WORKING DATA:

BEGIN

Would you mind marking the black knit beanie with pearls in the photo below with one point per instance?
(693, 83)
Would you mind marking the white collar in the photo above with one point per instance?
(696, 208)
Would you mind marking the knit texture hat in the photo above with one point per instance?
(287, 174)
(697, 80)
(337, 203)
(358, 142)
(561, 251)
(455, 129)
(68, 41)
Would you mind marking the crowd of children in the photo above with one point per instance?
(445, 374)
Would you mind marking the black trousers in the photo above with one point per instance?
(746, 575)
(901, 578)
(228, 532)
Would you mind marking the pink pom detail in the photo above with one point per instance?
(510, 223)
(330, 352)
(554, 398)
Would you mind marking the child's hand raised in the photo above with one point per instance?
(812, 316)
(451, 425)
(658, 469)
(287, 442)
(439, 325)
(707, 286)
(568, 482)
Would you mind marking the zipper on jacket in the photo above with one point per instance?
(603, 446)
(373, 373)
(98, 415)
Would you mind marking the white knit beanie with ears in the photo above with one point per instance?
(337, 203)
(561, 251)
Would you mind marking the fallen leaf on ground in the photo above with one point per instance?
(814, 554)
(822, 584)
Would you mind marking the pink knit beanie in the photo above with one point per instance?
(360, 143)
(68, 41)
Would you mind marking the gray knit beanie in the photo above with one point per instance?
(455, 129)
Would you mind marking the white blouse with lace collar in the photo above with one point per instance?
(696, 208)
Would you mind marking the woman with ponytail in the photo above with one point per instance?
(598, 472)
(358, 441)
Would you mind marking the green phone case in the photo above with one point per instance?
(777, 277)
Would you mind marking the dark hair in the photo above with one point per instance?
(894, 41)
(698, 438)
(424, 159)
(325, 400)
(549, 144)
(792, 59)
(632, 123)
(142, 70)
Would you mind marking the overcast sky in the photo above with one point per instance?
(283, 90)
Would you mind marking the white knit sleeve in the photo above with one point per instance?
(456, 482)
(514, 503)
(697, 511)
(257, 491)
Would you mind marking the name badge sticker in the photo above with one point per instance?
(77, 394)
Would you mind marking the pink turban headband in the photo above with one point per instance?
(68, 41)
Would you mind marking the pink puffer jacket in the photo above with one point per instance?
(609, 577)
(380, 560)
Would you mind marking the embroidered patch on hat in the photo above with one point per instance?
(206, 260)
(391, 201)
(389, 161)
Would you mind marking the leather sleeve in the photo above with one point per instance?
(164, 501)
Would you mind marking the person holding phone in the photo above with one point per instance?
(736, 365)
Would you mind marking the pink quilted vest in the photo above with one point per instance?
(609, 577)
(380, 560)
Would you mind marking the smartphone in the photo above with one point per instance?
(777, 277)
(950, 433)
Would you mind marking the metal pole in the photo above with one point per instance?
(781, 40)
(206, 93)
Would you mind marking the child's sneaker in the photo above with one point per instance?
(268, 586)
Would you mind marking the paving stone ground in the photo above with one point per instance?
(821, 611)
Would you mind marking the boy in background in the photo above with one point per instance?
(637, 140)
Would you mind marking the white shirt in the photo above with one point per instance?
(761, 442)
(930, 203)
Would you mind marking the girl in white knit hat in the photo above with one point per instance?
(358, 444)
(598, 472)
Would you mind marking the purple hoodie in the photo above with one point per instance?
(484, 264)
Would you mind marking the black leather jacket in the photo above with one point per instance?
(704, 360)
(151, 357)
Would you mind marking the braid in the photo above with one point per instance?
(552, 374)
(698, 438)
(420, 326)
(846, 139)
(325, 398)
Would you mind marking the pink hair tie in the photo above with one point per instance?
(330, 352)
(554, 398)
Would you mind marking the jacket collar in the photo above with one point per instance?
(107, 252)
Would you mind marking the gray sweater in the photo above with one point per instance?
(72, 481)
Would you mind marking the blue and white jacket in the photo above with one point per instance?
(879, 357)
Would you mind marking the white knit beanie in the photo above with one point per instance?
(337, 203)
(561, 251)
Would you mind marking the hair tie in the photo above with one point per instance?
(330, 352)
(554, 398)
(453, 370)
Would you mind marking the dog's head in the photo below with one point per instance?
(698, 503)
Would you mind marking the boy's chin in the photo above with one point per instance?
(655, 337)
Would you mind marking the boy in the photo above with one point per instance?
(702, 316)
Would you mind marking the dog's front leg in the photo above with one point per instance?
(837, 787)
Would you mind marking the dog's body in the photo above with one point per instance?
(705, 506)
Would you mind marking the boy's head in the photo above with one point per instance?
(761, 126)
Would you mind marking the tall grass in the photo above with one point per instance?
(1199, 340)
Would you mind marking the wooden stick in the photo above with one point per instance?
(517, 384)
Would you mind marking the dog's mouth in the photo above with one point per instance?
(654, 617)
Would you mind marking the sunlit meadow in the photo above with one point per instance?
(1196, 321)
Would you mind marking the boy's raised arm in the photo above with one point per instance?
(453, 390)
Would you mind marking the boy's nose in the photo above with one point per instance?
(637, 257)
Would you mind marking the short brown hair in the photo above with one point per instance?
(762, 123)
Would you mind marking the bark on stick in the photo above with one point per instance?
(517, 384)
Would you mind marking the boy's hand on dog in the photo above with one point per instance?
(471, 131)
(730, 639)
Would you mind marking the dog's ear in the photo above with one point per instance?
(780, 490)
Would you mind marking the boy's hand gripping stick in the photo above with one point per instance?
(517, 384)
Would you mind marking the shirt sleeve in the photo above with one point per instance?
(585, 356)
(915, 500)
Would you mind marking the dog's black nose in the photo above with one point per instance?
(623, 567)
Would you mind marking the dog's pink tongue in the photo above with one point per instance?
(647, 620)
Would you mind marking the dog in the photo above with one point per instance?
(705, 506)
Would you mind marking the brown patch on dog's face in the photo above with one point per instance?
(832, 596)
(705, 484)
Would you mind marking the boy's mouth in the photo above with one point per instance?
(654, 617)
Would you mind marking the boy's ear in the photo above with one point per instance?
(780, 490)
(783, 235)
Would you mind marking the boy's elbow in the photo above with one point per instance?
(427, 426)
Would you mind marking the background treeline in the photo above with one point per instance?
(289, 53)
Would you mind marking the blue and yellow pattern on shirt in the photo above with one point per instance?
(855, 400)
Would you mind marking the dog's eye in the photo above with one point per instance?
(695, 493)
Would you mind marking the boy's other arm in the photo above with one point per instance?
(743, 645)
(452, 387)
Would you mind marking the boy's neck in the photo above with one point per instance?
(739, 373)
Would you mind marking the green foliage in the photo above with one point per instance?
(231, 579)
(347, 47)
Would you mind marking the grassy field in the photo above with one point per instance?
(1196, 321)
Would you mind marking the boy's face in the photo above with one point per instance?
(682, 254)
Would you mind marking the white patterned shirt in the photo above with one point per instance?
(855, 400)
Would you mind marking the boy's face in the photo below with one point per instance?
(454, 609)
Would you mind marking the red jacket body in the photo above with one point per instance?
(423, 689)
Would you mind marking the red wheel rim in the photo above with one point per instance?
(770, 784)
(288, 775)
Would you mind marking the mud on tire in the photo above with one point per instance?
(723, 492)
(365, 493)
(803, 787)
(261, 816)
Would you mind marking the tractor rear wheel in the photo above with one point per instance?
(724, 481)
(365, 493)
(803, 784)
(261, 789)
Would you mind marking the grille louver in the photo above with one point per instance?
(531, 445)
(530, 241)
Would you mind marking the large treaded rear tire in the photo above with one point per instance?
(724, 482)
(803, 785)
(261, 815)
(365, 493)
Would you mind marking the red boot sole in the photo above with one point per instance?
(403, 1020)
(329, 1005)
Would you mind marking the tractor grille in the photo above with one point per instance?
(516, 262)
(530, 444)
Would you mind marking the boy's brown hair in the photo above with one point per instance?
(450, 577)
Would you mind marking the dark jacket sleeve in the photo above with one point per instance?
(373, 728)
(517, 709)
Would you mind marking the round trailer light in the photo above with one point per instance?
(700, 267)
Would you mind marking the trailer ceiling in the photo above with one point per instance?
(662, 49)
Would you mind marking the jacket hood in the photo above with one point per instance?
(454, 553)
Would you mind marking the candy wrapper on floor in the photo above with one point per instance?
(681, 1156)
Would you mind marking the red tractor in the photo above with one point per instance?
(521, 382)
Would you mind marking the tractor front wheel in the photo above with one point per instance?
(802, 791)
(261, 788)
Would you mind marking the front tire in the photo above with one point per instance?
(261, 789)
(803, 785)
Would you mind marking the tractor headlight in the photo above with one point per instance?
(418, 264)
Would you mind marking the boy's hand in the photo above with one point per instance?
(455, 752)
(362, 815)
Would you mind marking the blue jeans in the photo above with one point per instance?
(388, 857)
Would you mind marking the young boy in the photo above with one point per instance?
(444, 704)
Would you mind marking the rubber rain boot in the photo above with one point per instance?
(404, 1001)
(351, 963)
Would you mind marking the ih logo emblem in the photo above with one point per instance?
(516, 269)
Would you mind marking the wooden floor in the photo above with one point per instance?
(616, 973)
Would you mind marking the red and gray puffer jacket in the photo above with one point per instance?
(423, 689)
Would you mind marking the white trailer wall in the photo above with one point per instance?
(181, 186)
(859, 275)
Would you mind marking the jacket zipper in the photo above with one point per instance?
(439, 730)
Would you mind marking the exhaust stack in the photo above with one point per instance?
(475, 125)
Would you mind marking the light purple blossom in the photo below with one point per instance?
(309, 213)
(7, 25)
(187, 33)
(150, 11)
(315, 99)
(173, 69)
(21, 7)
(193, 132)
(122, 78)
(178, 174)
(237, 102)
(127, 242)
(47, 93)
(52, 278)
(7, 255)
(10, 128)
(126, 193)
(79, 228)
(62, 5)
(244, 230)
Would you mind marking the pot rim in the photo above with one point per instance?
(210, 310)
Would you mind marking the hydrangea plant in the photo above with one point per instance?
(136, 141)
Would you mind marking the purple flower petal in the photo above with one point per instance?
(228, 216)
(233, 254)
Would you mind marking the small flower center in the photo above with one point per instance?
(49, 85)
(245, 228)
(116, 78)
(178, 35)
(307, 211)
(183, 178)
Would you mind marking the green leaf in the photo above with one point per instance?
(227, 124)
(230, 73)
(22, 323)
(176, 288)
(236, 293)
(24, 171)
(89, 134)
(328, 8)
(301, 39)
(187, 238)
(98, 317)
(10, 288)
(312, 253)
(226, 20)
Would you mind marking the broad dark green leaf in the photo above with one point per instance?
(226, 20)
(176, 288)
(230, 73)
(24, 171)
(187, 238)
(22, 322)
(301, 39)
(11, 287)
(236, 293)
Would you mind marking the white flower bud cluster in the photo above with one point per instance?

END

INSTRUCTIONS TO FOLLOW: When the line containing "Would you mind marking the exhaust" is found in the records above, restate it and every later line word for word through the last one, and nothing more.

SOLUTION FOR THIS PROBLEM:
Would you mind marking the exhaust stack in the photo above with one point per instance?
(475, 125)
Would you mind marking the light purple blossom in the photo below with one point per instance?
(309, 213)
(7, 25)
(187, 33)
(150, 11)
(315, 99)
(173, 69)
(21, 7)
(193, 132)
(122, 78)
(178, 174)
(237, 102)
(127, 242)
(47, 93)
(52, 278)
(7, 255)
(10, 128)
(126, 193)
(79, 228)
(62, 5)
(244, 230)
Would you mind marking the pot rim in the photo above with one point per instance?
(210, 310)
Would you mind marking the hydrangea plant in the photo above with one point per instance?
(136, 141)
Would you mind marking the purple flower petal in the photo above with one point per instance?
(228, 216)
(233, 254)
Would you mind marking the small flower center in the photo above with one point per instance?
(49, 85)
(245, 228)
(116, 78)
(178, 35)
(307, 211)
(183, 178)
Would you mind marking the green leaf in the photo above with one point per instance?
(227, 124)
(230, 73)
(22, 323)
(176, 288)
(236, 293)
(24, 171)
(89, 134)
(328, 8)
(301, 39)
(187, 238)
(98, 317)
(10, 288)
(312, 253)
(226, 20)
Would you mind marking the broad dark green leaf in the photo above with one point per instance?
(226, 20)
(176, 288)
(230, 73)
(24, 171)
(187, 238)
(22, 322)
(301, 39)
(11, 287)
(236, 293)
Would you mind marking the white flower bud cluster in the photo above with one point per instance?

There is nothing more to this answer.